> _SHORT EXERCISE_
From the line containing "Where in the photo above can the electrical outlet" to the end of the listing, write out every line exactly; leave out everything else.

Entries from a point annotation set
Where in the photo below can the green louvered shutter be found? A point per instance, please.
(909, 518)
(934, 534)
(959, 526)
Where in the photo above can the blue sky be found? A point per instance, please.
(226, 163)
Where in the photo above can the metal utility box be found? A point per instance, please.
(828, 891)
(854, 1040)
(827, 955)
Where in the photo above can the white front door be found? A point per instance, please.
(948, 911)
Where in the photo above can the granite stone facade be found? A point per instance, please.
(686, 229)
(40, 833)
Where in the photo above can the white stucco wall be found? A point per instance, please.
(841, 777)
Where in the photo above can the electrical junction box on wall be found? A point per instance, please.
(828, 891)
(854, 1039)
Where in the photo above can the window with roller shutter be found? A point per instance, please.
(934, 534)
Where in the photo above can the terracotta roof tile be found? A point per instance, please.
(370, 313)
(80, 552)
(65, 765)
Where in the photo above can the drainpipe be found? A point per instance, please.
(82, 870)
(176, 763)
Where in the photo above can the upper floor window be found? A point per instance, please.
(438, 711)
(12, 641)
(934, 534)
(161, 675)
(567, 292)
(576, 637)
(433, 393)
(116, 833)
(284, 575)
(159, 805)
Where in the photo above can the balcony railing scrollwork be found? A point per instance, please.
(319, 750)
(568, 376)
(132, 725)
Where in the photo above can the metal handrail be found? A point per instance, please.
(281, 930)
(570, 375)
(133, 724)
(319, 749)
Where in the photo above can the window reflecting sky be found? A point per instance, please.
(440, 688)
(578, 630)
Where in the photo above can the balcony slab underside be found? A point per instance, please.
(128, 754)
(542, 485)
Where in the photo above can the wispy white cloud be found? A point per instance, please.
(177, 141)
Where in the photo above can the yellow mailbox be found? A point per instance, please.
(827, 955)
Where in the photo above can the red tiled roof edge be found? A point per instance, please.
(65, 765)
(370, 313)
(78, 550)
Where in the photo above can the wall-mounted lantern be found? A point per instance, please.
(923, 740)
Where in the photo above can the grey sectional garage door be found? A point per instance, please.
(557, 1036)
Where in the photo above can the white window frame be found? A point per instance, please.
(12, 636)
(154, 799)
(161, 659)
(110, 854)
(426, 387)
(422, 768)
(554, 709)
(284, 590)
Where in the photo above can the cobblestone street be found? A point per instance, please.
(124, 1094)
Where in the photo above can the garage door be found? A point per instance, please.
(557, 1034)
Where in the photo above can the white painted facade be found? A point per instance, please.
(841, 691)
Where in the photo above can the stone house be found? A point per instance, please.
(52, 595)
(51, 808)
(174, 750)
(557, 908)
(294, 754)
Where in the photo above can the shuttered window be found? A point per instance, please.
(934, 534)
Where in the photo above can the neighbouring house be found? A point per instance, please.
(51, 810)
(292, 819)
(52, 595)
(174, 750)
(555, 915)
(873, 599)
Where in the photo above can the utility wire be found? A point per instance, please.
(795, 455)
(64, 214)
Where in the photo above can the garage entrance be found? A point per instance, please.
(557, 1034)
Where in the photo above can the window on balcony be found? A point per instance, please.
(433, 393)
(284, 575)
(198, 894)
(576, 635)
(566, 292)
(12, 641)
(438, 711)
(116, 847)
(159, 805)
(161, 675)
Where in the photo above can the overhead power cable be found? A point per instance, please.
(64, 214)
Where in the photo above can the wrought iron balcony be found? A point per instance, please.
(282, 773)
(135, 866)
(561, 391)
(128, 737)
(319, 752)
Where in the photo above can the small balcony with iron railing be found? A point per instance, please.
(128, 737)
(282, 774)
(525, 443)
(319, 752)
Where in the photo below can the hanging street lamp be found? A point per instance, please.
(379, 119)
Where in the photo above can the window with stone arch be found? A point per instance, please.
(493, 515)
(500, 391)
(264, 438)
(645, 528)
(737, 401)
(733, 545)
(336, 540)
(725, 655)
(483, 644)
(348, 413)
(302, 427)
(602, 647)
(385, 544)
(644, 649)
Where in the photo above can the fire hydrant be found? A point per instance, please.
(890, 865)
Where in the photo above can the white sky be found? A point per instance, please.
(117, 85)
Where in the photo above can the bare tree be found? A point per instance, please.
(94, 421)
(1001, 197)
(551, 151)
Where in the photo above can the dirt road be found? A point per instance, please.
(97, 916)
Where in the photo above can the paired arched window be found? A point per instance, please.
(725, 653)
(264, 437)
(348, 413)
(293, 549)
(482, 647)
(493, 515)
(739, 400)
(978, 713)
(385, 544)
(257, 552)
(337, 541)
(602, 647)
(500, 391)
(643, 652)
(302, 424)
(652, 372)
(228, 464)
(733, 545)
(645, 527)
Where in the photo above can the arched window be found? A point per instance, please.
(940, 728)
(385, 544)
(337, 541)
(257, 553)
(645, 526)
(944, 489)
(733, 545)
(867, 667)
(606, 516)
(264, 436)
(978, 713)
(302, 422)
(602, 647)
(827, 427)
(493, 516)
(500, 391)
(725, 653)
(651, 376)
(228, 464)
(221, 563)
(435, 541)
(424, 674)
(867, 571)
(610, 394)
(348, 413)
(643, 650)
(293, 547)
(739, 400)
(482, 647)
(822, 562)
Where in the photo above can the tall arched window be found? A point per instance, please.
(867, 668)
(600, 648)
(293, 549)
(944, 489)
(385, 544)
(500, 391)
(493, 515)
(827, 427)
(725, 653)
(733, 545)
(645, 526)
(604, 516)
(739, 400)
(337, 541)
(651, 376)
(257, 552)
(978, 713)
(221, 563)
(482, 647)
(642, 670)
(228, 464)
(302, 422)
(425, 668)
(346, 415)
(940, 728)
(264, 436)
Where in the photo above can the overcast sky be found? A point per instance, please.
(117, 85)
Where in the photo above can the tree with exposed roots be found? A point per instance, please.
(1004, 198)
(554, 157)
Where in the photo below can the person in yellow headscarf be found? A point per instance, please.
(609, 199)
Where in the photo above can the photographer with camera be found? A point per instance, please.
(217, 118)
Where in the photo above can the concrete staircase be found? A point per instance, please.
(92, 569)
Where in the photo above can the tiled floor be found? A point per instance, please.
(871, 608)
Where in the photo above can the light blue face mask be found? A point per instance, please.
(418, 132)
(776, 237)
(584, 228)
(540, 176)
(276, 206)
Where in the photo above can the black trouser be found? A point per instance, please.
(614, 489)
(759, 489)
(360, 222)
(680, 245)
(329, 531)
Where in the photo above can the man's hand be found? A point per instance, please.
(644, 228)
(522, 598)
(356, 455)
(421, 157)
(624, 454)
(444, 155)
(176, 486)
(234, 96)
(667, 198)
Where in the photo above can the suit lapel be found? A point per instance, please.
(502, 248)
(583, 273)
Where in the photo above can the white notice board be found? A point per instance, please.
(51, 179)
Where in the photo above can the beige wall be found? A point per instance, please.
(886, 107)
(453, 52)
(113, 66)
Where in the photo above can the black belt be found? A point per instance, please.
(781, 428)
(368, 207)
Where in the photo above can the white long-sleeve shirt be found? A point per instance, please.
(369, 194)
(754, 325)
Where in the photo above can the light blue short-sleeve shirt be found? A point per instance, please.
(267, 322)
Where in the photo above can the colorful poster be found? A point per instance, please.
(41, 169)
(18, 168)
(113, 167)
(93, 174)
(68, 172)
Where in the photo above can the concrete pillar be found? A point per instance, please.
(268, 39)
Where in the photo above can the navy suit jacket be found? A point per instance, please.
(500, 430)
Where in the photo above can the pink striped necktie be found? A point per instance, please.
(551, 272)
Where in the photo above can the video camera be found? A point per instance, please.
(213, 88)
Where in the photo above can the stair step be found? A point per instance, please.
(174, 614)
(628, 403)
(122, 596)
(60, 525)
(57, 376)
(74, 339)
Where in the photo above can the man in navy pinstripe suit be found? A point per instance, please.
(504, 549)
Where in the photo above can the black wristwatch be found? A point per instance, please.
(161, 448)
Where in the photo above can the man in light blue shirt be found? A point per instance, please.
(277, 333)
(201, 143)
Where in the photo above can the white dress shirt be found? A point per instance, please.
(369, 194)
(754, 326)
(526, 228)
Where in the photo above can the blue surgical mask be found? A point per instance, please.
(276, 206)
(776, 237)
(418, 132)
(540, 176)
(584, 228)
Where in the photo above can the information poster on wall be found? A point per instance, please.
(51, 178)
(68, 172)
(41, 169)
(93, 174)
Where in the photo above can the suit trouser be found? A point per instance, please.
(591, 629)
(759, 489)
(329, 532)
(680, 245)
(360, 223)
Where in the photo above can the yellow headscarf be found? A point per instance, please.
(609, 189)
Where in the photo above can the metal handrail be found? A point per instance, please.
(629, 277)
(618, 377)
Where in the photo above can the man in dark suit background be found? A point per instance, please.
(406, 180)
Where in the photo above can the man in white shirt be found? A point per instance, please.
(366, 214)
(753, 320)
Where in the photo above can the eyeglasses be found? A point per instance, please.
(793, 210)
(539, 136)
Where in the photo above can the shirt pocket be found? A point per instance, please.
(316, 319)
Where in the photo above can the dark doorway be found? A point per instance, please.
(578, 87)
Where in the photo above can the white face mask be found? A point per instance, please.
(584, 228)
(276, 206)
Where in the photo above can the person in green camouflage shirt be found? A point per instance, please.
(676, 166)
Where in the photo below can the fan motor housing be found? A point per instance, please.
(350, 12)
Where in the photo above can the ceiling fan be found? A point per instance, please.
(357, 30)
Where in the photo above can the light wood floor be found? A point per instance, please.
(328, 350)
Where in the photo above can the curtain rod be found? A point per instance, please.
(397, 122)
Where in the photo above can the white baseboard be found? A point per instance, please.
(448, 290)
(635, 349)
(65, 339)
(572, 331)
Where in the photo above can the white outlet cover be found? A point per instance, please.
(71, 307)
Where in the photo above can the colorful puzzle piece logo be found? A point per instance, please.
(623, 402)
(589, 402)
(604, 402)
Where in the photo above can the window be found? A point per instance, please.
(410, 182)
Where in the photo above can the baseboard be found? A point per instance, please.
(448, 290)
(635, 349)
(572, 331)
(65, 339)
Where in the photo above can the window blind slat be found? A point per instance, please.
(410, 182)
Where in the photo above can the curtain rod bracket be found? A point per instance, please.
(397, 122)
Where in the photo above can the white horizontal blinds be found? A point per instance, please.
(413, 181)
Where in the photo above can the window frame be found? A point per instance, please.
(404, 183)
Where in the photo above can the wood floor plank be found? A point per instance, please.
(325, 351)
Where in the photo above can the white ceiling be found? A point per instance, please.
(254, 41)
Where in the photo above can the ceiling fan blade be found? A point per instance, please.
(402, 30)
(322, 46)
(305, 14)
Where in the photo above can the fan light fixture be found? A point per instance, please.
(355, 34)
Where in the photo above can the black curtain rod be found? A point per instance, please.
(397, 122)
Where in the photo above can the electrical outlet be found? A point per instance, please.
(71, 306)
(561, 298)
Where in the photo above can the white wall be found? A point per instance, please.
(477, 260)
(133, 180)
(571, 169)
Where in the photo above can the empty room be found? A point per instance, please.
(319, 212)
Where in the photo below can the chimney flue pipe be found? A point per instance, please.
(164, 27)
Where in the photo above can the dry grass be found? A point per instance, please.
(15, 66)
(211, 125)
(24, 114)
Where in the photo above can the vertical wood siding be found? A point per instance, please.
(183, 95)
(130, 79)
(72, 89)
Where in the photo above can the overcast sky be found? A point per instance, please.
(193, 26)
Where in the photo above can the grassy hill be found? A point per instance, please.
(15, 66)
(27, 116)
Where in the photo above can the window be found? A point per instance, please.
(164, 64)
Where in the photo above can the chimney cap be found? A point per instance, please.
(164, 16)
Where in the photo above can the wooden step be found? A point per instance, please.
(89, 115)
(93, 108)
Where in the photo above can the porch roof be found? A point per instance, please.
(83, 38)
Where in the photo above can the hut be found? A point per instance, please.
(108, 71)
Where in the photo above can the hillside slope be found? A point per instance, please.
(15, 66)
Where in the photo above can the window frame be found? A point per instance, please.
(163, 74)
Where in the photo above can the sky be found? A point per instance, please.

> _PROBLEM SOLUTION_
Where in the photo above can the electrical outlet be found? A point per instance, please.
(71, 306)
(561, 298)
Where in the photo above can the white wall be found? A point per instance, please.
(477, 260)
(133, 180)
(571, 169)
Where in the photo above can the empty room be found? A point per instance, please.
(319, 212)
Where in the photo below can the chimney flue pipe be found? A point per instance, please.
(164, 27)
Where in the photo above can the dry grass be found? A point per instance, please.
(15, 66)
(211, 125)
(24, 114)
Where in the photo above can the vertical wood siding be found? A point per instance, please.
(183, 95)
(130, 79)
(72, 89)
Where in the photo above can the overcast sky be found? A point per instance, please.
(193, 26)
Where in the photo above can the grassy hill be found? A point per instance, please.
(15, 66)
(27, 116)
Where in the photo above can the window be found? A point per instance, please.
(164, 64)
Where in the photo above can the chimney cap be found? A point per instance, please.
(164, 16)
Where in the photo above can the wooden step be found? A point per instance, please.
(89, 115)
(93, 108)
Where in the photo above can the porch roof be found? A point per instance, please.
(83, 38)
Where in the photo above can the hut be found? A point per instance, please.
(108, 71)
Where in the photo above can the hillside slope be found? A point per instance, please.
(15, 66)
Where in the photo above can the window frame be found? A point per instance, please.
(163, 74)
Where in the photo above can the sky be found? A point per instance, please.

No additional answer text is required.